• **Your task**
Output each record in full, exactly as it stands.
** Data provided follows **
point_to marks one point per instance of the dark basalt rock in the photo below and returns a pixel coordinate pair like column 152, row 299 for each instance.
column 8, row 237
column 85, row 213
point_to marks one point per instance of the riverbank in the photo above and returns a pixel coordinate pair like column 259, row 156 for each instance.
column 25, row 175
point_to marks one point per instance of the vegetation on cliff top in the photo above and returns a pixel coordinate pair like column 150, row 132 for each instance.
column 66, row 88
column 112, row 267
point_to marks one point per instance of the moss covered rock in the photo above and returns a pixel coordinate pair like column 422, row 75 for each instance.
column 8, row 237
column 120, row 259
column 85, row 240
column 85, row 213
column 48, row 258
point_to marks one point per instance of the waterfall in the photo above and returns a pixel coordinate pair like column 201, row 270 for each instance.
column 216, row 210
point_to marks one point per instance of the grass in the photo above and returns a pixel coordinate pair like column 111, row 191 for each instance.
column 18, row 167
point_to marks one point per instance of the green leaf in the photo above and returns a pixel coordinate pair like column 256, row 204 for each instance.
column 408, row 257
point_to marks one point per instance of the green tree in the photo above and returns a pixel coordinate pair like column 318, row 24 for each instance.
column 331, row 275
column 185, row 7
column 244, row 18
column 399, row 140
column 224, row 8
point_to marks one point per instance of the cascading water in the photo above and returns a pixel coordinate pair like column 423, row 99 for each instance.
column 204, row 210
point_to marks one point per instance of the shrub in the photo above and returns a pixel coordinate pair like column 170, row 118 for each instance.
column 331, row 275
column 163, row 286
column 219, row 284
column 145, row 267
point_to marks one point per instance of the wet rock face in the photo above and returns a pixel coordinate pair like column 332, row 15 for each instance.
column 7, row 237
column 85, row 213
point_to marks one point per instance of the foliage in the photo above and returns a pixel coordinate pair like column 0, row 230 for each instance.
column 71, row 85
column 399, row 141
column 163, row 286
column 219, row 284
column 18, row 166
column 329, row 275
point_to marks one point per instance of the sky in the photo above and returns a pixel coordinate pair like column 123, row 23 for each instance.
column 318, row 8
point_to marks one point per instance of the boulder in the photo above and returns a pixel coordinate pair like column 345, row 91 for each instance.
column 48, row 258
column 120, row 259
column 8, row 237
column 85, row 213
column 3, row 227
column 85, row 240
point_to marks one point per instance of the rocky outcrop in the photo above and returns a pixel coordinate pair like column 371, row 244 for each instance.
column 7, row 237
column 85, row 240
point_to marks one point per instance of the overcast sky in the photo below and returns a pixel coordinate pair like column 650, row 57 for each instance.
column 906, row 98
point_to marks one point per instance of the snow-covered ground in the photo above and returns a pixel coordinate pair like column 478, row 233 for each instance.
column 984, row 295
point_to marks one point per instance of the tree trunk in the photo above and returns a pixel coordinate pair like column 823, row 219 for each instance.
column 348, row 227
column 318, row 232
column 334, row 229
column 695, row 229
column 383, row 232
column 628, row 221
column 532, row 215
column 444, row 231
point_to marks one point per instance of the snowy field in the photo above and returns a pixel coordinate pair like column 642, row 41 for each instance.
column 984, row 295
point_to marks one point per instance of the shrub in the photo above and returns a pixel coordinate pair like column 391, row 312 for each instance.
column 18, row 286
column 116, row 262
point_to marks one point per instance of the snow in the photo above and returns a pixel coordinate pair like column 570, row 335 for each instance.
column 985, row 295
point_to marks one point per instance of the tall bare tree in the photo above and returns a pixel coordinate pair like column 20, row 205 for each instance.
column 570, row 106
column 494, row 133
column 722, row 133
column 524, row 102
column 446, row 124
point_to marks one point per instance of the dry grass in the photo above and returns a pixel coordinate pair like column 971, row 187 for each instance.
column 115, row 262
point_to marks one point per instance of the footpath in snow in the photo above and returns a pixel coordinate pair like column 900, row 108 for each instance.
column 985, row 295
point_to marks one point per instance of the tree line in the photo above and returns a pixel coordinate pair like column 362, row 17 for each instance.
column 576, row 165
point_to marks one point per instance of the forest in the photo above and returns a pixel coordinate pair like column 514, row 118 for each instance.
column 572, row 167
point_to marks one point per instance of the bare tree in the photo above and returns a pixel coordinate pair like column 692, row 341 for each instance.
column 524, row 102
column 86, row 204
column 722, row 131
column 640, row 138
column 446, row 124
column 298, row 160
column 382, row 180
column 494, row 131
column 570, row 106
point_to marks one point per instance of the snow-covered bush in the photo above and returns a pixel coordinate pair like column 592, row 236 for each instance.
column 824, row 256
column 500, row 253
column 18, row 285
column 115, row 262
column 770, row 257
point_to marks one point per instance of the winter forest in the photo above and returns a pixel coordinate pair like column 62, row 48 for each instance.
** End of Data provided **
• **Your response**
point_to marks one point per instance of the dark basalt rock in the photo below and returns a pixel coordinate pair like column 152, row 299 for each instance.
column 8, row 237
column 85, row 213
point_to marks one point per instance of the riverbank in the photo above and returns a pixel coordinate pair like column 259, row 156 for each instance.
column 25, row 175
point_to marks one point per instance of the vegetation on cliff top in the photo above and returns a pixel coordinate pair like column 150, row 132 for each instance.
column 66, row 88
column 112, row 267
point_to marks one point per instance of the moss covered rock in the photo above and returns a pixel coordinate pair like column 422, row 75 for each instance.
column 8, row 237
column 120, row 259
column 85, row 240
column 85, row 213
column 48, row 258
point_to marks one point per instance of the waterfall in the photo above and returns a pixel coordinate pair like column 201, row 270 for each instance.
column 216, row 210
point_to marks one point per instance of the grass in the photo above and returns a pixel coordinate pair like column 111, row 191 for each instance.
column 18, row 167
point_to marks one point per instance of the green leaf in the photo above and returns a pixel coordinate pair like column 256, row 204 for each instance.
column 408, row 257
point_to marks one point per instance of the green tree in the photo above and returns a pixel coordinate pair like column 318, row 24 for each instance.
column 331, row 275
column 185, row 7
column 244, row 18
column 399, row 140
column 224, row 8
point_to marks one point per instance of the cascading water in the photo above and returns a pixel coordinate pair like column 423, row 99 for each instance.
column 204, row 210
point_to marks one point per instance of the shrub in the photo above and returns a pixel coordinate pair like column 170, row 118 for each instance.
column 331, row 275
column 163, row 286
column 219, row 284
column 145, row 267
point_to marks one point per instance of the wet rock face in the photo above and returns a pixel coordinate pair like column 332, row 15 for each instance.
column 7, row 237
column 85, row 213
point_to marks one point per instance of the foliage in the photo above and returns a pixel coordinate pair like column 0, row 230 for each instance.
column 71, row 85
column 399, row 141
column 163, row 286
column 219, row 284
column 18, row 166
column 329, row 275
point_to marks one point per instance of the sky in the photo above and returns a pixel coordinate pair like column 123, row 23 for each instance.
column 318, row 8
point_to marks one point per instance of the boulder in the photo above and returns a pixel coordinate pair like column 345, row 91 for each instance.
column 48, row 258
column 120, row 259
column 8, row 237
column 85, row 213
column 3, row 227
column 85, row 240
point_to marks one point per instance of the rocky outcrop in the photo above and returns a pixel coordinate pair like column 371, row 244 for each instance.
column 7, row 237
column 85, row 240
point_to marks one point per instance of the overcast sky in the photo below and returns a pixel coordinate pair like column 650, row 57 for each instance.
column 906, row 98
point_to marks one point per instance of the snow-covered ground in the photo above and returns a pixel coordinate pair like column 478, row 233 for each instance.
column 984, row 295
point_to marks one point per instance of the tree trunk in the photo above and returns a pixel coordinate pair like column 823, row 219 for each instance.
column 348, row 227
column 318, row 232
column 334, row 229
column 695, row 229
column 383, row 232
column 628, row 221
column 532, row 215
column 444, row 231
point_to marks one point per instance of the snowy field in the photo above and returns a pixel coordinate pair like column 642, row 41 for each instance.
column 984, row 295
point_to marks one point per instance of the shrub in the photo above and returns a pixel coordinate pair like column 391, row 312 for each instance.
column 18, row 286
column 116, row 262
point_to marks one point per instance of the snow in the photo above and returns a pixel coordinate pair like column 570, row 335 for each instance.
column 985, row 295
point_to marks one point per instance of the tall bare tree in the photo above and returns a pixel coordinate pair like column 20, row 205 for each instance.
column 570, row 106
column 494, row 133
column 722, row 133
column 524, row 102
column 446, row 124
point_to marks one point per instance of the dry grass in the photo above and returns a pixel coordinate pair like column 971, row 187 for each instance.
column 115, row 262
point_to marks one point per instance of the footpath in snow in the photo above and returns a pixel coordinate pair like column 900, row 108 for each instance.
column 985, row 295
point_to marks one point per instance of the tree line in the photo above and returns a pixel coordinate pair like column 362, row 17 for each instance.
column 576, row 165
point_to marks one point per instance of the forest in the photo above and returns a pixel coordinate pair like column 514, row 118 for each instance.
column 572, row 167
point_to marks one point per instance of the bare tree in the photo above and returns a pixel coordinate pair like column 692, row 341 for each instance.
column 524, row 102
column 86, row 204
column 722, row 131
column 640, row 138
column 446, row 124
column 298, row 160
column 382, row 180
column 494, row 131
column 570, row 106
point_to marks one point per instance of the snow-covered bush in the photo above and returns a pixel coordinate pair like column 592, row 236 for each instance.
column 824, row 256
column 500, row 253
column 18, row 285
column 115, row 262
column 770, row 257
point_to marks one point per instance of the winter forest in the photo above and returns a pixel coordinate pair like column 62, row 48 for each instance.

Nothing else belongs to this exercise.